**BRIEF:** Pull out every line of all the items below and repeat them word for word, with nothing changed.

Point labeling items:
___
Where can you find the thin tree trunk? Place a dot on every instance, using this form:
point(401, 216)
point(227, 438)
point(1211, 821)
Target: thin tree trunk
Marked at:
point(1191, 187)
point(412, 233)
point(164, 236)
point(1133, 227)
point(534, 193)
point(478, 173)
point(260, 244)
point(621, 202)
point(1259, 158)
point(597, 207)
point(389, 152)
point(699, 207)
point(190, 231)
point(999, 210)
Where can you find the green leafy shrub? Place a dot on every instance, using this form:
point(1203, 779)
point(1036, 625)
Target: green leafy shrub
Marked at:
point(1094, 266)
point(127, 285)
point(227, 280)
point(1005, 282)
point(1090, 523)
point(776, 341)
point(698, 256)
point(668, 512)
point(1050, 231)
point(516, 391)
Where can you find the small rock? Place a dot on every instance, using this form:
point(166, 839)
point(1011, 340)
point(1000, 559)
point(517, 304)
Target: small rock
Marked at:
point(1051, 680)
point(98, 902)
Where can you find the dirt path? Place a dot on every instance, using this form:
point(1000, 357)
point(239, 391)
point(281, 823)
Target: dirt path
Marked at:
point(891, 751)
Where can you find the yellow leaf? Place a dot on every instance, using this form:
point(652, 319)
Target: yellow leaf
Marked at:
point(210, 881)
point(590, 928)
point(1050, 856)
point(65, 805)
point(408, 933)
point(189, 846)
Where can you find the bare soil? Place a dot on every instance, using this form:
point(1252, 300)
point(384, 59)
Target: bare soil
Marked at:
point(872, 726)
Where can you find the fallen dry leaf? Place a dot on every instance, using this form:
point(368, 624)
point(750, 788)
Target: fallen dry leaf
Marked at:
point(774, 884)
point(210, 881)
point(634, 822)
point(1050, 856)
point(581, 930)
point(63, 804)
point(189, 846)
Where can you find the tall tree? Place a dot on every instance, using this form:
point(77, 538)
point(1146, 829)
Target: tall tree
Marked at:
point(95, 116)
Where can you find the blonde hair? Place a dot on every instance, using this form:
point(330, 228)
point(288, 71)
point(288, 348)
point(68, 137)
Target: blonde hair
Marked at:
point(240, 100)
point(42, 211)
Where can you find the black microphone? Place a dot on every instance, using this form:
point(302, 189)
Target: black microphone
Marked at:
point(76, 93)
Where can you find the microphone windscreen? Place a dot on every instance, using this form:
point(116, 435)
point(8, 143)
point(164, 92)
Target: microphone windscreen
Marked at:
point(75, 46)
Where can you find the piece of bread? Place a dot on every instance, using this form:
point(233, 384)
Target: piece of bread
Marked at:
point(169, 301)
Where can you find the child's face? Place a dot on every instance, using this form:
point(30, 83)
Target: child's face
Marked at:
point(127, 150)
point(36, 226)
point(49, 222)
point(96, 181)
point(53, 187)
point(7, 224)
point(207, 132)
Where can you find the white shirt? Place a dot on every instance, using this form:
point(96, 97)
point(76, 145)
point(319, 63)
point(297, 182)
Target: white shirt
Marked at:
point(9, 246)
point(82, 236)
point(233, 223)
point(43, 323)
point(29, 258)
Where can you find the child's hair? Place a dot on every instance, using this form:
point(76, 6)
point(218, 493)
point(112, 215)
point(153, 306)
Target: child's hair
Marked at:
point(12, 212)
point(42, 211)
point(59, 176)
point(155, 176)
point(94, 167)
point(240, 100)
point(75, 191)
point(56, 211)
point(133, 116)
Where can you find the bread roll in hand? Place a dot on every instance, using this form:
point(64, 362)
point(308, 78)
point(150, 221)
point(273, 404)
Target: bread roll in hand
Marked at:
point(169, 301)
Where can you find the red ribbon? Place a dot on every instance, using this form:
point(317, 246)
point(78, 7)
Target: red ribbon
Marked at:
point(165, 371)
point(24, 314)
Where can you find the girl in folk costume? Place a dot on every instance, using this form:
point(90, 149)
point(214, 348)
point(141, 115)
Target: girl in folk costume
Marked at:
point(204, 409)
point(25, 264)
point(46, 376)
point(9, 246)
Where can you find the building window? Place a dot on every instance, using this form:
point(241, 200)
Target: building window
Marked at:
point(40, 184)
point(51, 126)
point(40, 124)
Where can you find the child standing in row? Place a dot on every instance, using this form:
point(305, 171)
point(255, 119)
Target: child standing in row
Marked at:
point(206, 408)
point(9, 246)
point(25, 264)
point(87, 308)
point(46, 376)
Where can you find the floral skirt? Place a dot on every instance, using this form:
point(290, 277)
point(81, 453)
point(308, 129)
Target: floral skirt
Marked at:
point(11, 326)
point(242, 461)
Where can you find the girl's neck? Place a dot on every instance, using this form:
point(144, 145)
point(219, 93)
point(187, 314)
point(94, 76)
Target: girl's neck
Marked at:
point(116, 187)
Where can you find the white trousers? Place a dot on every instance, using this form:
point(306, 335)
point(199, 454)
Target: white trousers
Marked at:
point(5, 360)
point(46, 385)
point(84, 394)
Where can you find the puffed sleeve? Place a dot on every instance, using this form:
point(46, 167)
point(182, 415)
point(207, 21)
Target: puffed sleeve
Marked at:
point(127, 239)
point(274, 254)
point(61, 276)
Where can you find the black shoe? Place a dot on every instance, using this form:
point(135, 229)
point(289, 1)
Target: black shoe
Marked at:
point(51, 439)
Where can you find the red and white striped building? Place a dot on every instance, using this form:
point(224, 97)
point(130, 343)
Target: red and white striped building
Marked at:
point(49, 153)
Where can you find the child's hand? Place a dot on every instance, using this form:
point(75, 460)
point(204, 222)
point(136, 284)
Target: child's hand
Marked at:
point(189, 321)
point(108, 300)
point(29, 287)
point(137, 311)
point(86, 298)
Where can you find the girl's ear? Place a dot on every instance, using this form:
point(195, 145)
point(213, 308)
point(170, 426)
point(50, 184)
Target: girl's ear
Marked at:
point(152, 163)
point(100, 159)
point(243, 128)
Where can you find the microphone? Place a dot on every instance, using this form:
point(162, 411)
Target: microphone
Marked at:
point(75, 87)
___
**SOLUTION BELOW:**
Where can you find the thin tree trunk? Place a dot on every instance, using this form:
point(401, 216)
point(227, 438)
point(1211, 821)
Target: thin tree trunk
Marked at:
point(1191, 187)
point(412, 233)
point(164, 236)
point(1133, 227)
point(534, 193)
point(478, 173)
point(260, 244)
point(621, 202)
point(1259, 158)
point(597, 207)
point(389, 152)
point(699, 207)
point(190, 231)
point(999, 210)
Where can you find the green leafy shrub? Place a dot on every instance, using this form:
point(1203, 779)
point(1036, 625)
Target: green leafy shrub
Marked at:
point(1094, 266)
point(127, 285)
point(227, 280)
point(1005, 282)
point(1090, 523)
point(776, 341)
point(698, 256)
point(668, 512)
point(1050, 231)
point(516, 391)
Where can you find the small rock? Place a dot on every instance, using this form:
point(166, 839)
point(1011, 340)
point(1000, 559)
point(517, 304)
Target: small rock
Marked at:
point(1051, 680)
point(98, 902)
Where can you find the dirt path? Place a dot on every instance, using this form:
point(1000, 357)
point(239, 391)
point(281, 823)
Target: dirt path
Marked at:
point(891, 751)
Where can you find the yellow leaf? Place a dot on every instance, using this form:
point(652, 319)
Target: yellow leaf
Marked at:
point(210, 881)
point(590, 928)
point(1050, 856)
point(65, 805)
point(408, 933)
point(189, 846)
Where can you find the bare soil? Place a dot on every instance, using this form:
point(1252, 300)
point(384, 59)
Target: bare soil
Marked at:
point(872, 726)
Where can you find the fallen dry leaf? Place a dot on every instance, using this form:
point(368, 624)
point(750, 788)
Target: fallen dry leaf
Marked at:
point(774, 884)
point(210, 881)
point(634, 822)
point(1050, 856)
point(581, 930)
point(63, 804)
point(189, 846)
Where can you find the tall tree? Place a dot on every instance, using this form:
point(77, 538)
point(1146, 829)
Target: tall tree
Marked at:
point(95, 116)
Where can you find the blonde hair? Place a dot on every instance, using this form:
point(330, 228)
point(288, 71)
point(288, 348)
point(68, 137)
Target: blonde hair
Marked at:
point(240, 100)
point(42, 211)
Where can you find the black microphone? Place a dot on every instance, using this form:
point(302, 189)
Target: black microphone
Marked at:
point(76, 93)
Where can you find the microphone windscreen? Place a dot on every instance, using this form:
point(116, 435)
point(8, 143)
point(164, 92)
Target: microphone windscreen
Marked at:
point(75, 46)
Where can you find the piece of bread? Place a dot on every instance, using this form:
point(233, 384)
Target: piece of bread
Marked at:
point(169, 301)
Where can you find the child's face? Place a dot on every instance, using this form:
point(30, 83)
Target: child's face
Marked at:
point(127, 150)
point(36, 226)
point(49, 222)
point(96, 181)
point(53, 187)
point(7, 224)
point(207, 132)
Where can you find the white shirt? Place a dot on every instance, using this form:
point(96, 97)
point(76, 145)
point(319, 63)
point(297, 182)
Target: white shirt
Marked at:
point(9, 246)
point(82, 236)
point(233, 223)
point(43, 323)
point(29, 258)
Where can you find the child's hair? Place a dot on every instance, using this form:
point(76, 6)
point(218, 493)
point(112, 215)
point(153, 306)
Target: child's hair
Marked at:
point(12, 212)
point(42, 211)
point(59, 176)
point(155, 176)
point(94, 167)
point(240, 100)
point(75, 191)
point(56, 211)
point(133, 116)
Where can you find the bread roll in hand? Place a dot on every instance, using this form:
point(64, 362)
point(308, 78)
point(150, 221)
point(273, 404)
Target: bread roll in hand
Marked at:
point(169, 301)
Where can you find the red ribbon? Place a dot on every instance, using this form:
point(317, 246)
point(78, 7)
Target: red ribbon
Marked at:
point(165, 371)
point(24, 314)
Where can you find the girl in folk costume? Place a dot on every instance, using this form:
point(90, 149)
point(214, 348)
point(141, 115)
Target: girl in folk costume
Marked at:
point(204, 409)
point(25, 264)
point(46, 376)
point(9, 246)
Where can you find the building window? Place a dot on every instance, using this form:
point(241, 200)
Target: building window
Marked at:
point(40, 184)
point(51, 126)
point(40, 124)
Where can you find the child standing in row? Place a dot on every instance, using this form:
point(305, 171)
point(255, 119)
Target: child standing in row
Marked at:
point(206, 408)
point(9, 246)
point(25, 264)
point(87, 308)
point(46, 376)
Where can you find the floral skirt? Place a dot on every instance, using this form:
point(290, 277)
point(81, 453)
point(308, 129)
Target: floral skirt
Marked at:
point(11, 326)
point(242, 461)
Where can you find the girl's neck? Place a dot on every instance, using this form:
point(144, 145)
point(219, 93)
point(187, 314)
point(94, 76)
Target: girl's neck
Marked at:
point(116, 187)
Where can you find the white trousers? Place a dot on every instance, using this form:
point(306, 335)
point(199, 454)
Target: white trousers
Marked at:
point(5, 360)
point(46, 385)
point(84, 394)
Where can you find the puffed sleeve? Place a dot on every instance, using this form:
point(46, 167)
point(182, 415)
point(207, 21)
Target: puffed sleeve
Marked at:
point(127, 239)
point(274, 254)
point(61, 276)
Where can you find the black shoe? Place a dot on every instance, using this form:
point(135, 229)
point(289, 1)
Target: black shoe
Marked at:
point(51, 439)
Where can you find the red and white striped building? Place a dot on every instance, using this form:
point(224, 97)
point(130, 343)
Target: red and white striped building
Marked at:
point(49, 153)
Where can you find the child's hand? Place a dot on every instance, using this form:
point(75, 460)
point(204, 222)
point(136, 284)
Target: child's hand
Marked at:
point(189, 321)
point(108, 300)
point(29, 287)
point(137, 311)
point(86, 298)
Where can you find the girl's ear? Place a dot on every instance, using this form:
point(195, 145)
point(213, 308)
point(170, 426)
point(50, 184)
Target: girl's ear
Marked at:
point(152, 163)
point(100, 159)
point(243, 128)
Where can you find the microphone? Place a dot on every instance, using this form:
point(162, 411)
Target: microphone
Marked at:
point(75, 87)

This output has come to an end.